(Dataset items)

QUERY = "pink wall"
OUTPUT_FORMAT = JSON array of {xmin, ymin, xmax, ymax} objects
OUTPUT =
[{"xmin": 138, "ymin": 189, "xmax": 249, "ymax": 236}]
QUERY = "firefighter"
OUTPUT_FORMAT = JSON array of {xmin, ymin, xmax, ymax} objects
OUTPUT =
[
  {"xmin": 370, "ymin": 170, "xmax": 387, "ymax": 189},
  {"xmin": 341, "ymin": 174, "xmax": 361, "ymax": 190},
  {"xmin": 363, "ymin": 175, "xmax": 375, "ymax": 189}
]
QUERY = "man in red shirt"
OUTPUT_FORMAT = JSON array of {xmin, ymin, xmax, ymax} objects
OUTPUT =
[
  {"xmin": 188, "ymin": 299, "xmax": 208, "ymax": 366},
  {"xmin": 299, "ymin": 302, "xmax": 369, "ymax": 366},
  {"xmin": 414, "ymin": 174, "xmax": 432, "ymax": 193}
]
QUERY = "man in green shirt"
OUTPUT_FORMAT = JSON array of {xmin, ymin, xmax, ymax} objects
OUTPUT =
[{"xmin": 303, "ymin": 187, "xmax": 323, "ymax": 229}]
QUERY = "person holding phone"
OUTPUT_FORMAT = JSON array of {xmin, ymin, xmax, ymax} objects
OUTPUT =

▶ _PROBLEM STATEMENT_: Pick out each line above that contains the string "QUERY", and copy those lines.

▶ _RESULT OF THIS EXERCISE_:
QUERY = "pink wall"
QUERY = "firefighter"
QUERY = "man in red shirt"
QUERY = "man in green shirt"
QUERY = "person holding phone"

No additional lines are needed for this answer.